** START OF SUPPLIED INFORMATION **

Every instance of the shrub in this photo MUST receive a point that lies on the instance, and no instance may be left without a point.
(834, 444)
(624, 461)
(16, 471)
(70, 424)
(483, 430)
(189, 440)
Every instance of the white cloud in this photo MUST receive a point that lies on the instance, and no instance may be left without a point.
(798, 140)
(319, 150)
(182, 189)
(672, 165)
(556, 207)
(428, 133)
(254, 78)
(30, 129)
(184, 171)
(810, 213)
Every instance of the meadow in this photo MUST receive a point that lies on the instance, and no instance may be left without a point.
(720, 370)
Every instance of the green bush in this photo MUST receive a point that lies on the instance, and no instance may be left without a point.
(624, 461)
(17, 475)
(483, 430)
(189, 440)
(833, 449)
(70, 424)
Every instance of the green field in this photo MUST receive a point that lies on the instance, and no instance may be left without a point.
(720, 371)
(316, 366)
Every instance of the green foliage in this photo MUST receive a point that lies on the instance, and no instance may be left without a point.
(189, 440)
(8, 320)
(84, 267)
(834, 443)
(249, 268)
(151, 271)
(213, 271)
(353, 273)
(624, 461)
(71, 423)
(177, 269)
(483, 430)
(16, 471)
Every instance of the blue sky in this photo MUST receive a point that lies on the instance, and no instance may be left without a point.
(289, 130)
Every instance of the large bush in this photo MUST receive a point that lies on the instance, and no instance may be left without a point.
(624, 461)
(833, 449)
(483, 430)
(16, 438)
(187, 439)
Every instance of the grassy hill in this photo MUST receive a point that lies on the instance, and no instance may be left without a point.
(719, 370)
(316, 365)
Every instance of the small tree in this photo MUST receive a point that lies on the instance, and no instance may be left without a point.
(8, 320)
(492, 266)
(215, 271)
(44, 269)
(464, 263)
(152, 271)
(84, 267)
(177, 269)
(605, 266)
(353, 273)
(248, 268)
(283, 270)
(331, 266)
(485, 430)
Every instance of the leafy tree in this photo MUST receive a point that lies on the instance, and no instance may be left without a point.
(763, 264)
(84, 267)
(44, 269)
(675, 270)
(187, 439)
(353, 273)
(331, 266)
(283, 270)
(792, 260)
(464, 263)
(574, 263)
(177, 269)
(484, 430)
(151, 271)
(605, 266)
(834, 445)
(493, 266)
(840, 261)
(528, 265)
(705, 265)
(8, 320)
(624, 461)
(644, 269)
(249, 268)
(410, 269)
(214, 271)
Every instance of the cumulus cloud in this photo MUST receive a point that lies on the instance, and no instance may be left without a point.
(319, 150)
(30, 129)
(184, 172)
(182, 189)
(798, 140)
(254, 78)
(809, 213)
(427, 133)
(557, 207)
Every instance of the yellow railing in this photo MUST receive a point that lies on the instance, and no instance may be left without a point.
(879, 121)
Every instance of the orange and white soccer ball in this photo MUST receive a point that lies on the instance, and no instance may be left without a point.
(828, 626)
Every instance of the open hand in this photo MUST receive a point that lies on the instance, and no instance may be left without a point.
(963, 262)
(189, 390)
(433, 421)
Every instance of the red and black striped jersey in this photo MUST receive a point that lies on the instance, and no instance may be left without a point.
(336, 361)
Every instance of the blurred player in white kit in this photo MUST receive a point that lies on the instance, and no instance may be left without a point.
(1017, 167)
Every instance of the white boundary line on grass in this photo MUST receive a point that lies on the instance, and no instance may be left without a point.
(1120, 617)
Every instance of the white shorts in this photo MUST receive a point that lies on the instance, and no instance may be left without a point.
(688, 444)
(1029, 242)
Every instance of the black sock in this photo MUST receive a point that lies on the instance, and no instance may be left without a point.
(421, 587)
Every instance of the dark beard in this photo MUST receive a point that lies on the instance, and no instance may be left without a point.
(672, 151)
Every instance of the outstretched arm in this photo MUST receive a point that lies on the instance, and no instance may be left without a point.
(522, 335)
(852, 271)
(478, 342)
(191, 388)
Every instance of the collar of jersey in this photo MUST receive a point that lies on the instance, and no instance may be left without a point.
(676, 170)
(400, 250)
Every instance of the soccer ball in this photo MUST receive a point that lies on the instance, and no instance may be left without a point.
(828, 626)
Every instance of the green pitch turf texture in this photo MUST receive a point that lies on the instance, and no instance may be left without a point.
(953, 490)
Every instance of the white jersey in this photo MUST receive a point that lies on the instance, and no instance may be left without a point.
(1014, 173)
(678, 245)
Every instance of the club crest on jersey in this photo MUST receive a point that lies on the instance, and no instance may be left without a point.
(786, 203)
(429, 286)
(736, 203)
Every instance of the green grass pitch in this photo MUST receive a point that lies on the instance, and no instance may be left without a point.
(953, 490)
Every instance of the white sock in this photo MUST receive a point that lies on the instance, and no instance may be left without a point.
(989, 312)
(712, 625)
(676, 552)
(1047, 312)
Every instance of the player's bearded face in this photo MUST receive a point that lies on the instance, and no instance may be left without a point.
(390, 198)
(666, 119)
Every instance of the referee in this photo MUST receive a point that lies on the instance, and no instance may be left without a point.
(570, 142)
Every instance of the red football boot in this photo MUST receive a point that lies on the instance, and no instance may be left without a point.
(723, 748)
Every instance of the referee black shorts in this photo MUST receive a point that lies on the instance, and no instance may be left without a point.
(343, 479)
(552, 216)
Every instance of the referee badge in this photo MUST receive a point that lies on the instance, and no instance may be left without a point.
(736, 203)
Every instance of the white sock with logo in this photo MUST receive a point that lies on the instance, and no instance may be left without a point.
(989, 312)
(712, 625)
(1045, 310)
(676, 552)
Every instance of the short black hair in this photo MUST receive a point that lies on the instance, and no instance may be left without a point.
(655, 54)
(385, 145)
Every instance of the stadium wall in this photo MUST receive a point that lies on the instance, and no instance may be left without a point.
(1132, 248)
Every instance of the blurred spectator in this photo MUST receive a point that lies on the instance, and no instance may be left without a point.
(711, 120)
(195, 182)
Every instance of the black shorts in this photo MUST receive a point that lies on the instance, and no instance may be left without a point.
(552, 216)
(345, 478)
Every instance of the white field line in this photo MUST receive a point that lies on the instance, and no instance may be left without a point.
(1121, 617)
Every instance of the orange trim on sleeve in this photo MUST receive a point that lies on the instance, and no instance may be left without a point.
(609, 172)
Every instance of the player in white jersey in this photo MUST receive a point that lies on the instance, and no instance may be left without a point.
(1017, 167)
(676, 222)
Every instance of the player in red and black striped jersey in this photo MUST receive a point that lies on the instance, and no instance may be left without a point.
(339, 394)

** END OF SUPPLIED INFORMATION **

#### YOUR TASK
Your task is to transcribe the listing above in full, exactly as given.

#### WORKED SOLUTION
Every instance of the shrub in this photo MUST receive a point that lies on the instance, and no instance may be left without a point.
(834, 444)
(624, 461)
(16, 471)
(70, 424)
(483, 430)
(189, 440)
Every instance of the white cloud in this photo MUST receive a point that lies on the instance, and no instance may be left without a point.
(798, 140)
(319, 150)
(182, 189)
(672, 165)
(556, 207)
(428, 133)
(254, 78)
(30, 129)
(184, 171)
(810, 213)
Every instance of the meadow in this photo MUST receive a point that lies on the instance, and no instance may be left without a point.
(720, 370)
Every instance of the green bush in this photo MUST receive a point that lies on the instance, and no instance may be left without a point.
(624, 461)
(17, 475)
(483, 430)
(189, 440)
(833, 449)
(70, 424)
Every instance of the green field in this photo MUST receive a point that lies on the instance, and no instance may be left without a point.
(720, 371)
(316, 366)
Every instance of the green foliage in this photo MUST receive a point that lies on the instance, and no instance may be left without a point.
(189, 440)
(8, 320)
(84, 267)
(834, 443)
(249, 268)
(151, 271)
(213, 271)
(353, 273)
(624, 461)
(71, 423)
(177, 269)
(483, 430)
(16, 471)
Every instance of the blue sky in this photo MUST receive a point that lies on the instance, and no instance may be left without a point.
(289, 130)
Every instance of the large bush in this photo MUST receive a point that lies on the instance, and no instance may be left without a point.
(624, 461)
(833, 449)
(483, 430)
(16, 438)
(187, 439)
Every instance of the grassy hill in this photo MUST receive a point that lies on the instance, and no instance may be left without a point.
(719, 370)
(316, 365)
Every instance of the small tree in this photo MUST receive a point that lies on the instance, and no instance may be left without a point.
(8, 320)
(492, 266)
(215, 271)
(44, 269)
(464, 263)
(152, 271)
(84, 267)
(177, 269)
(605, 266)
(353, 273)
(248, 268)
(283, 270)
(331, 266)
(485, 430)
Every instance of the leafy tree in this photo MUST receive a point that lies on the instance, and no instance may be left without a point.
(763, 264)
(84, 267)
(44, 269)
(675, 270)
(187, 439)
(353, 273)
(331, 266)
(283, 270)
(792, 260)
(464, 263)
(574, 263)
(177, 269)
(484, 430)
(151, 271)
(605, 266)
(834, 445)
(493, 266)
(840, 261)
(528, 265)
(705, 265)
(8, 320)
(624, 461)
(644, 269)
(249, 268)
(410, 269)
(214, 271)
Every instance of the cumulus cloud in this photo MUST receive a point that lies on the instance, and no instance may be left without a point.
(319, 150)
(30, 129)
(184, 172)
(182, 189)
(798, 140)
(254, 78)
(809, 213)
(427, 133)
(557, 207)
Every instance of the yellow railing in this photo MUST receive a point that lies on the instance, and no instance may be left without a point.
(879, 121)
Every instance of the orange and white soccer ball in this photo MUST receive a point that lies on the instance, and no instance may be left without a point.
(828, 626)
Every instance of the open hand in this photo MUST receive a point that lies on the instance, and no instance may be left without a point.
(963, 262)
(189, 390)
(433, 421)
Every instance of the red and black striped jersey in this photo MUST receive a point that lies on the instance, and no instance may be left without a point.
(336, 361)
Every instance of the blurred player in white kit in this photo MUST receive a point that lies on the instance, and no instance may be left without a point.
(1017, 167)
Every instance of the white boundary line on grass in this photo MUST receive a point that lies on the instance, and no instance may be left without a point.
(1120, 617)
Every instance of the white shorts in this photo MUST receive a point that lies on the instance, and no instance may be left without a point.
(688, 444)
(1029, 242)
Every instance of the black sock in this photo MUST receive a point that lies on the instance, and no instance may be left without a point.
(421, 587)
Every instance of the dark beard in this photo MUST receive a point that lies on the instance, and no instance may be left without a point.
(672, 151)
Every instance of the outstretched arm in this photo MUST receive a point that lies on the instance, and no instance may be left without a point.
(522, 335)
(852, 271)
(478, 342)
(191, 388)
Every instance of the collar of jersey in this photo MUST receive a point that lies on the instance, and no instance may be left without a point.
(676, 170)
(400, 250)
Every instance of the soccer ball in this photo MUST receive a point that lies on the instance, and no instance may be left without a point.
(828, 626)
Every instance of the green pitch turf texture in this photo MUST receive a point that lies on the instance, and no instance may be left without a point.
(953, 490)
Every instance of the white jersey in this photo MUST receive a point that lies on the instance, and no instance may be left without a point.
(1014, 173)
(678, 245)
Every instance of the club crest on jersey in this photo MUST receive a point that lies on the instance, and no instance may be left without a point.
(786, 203)
(429, 286)
(736, 203)
Every instance of the green grass pitch in this photo MUST receive a point that lies on the instance, and no instance may be left without a point.
(953, 490)
Every instance of the white sock in this photo MUST receive a point that lies on the instance, and no instance may be left without a point.
(989, 312)
(712, 625)
(676, 552)
(1047, 312)
Every instance of the player's bearded face in this photo MUST receive a point that lies on the instance, and no instance may be left without a point.
(390, 198)
(666, 119)
Every instance of the referee in this photo MUST receive a point that lies on the instance, and no instance may be left without a point.
(570, 142)
Every instance of the red football boot in this photo MUST receive a point that lies on the instance, and no instance may be left without a point.
(723, 748)
Every instance of the referee black shorts in this photo MUST receive a point that lies on the instance, and no instance may be left without a point.
(343, 479)
(552, 216)
Every instance of the referee badge in this photo MUST receive a point that lies on the instance, and no instance may be left without a point.
(736, 203)
Every instance of the white sock with logo in this photo MUST receive a point that lies on the instance, and no instance may be left without a point.
(989, 312)
(712, 625)
(1045, 310)
(676, 552)
Every instance of the short black hair in this photo MUST receive a point that lies on the instance, and no instance may be left without a point.
(655, 54)
(385, 145)
Every instance of the stadium wall in this photo MUST receive a point that lies on the instance, and no instance may be left without a point.
(1132, 248)
Every instance of the blurred spectator in this photo MUST receive a point that lies on the instance, and no instance may be left without a point.
(711, 120)
(195, 182)
Every instance of the black shorts in this photo MUST receive a point that lies on the instance, and no instance may be left without a point.
(552, 216)
(345, 478)
Every instance of the white field line in this photo MUST receive a point that lies on the instance, and no instance may be left without a point.
(1121, 617)
Every instance of the orange trim on sleeve in this photo MUST receive a point that lies on the instance, and no instance may be left without a point.
(609, 172)
Every instance of the player in white jersey in this photo MUST receive a point that lies on the instance, and no instance may be left without a point.
(1017, 167)
(676, 222)
Every instance of the player in red and black striped jersey in this photo MUST receive a point that lies on the instance, and no instance may be left without a point.
(339, 394)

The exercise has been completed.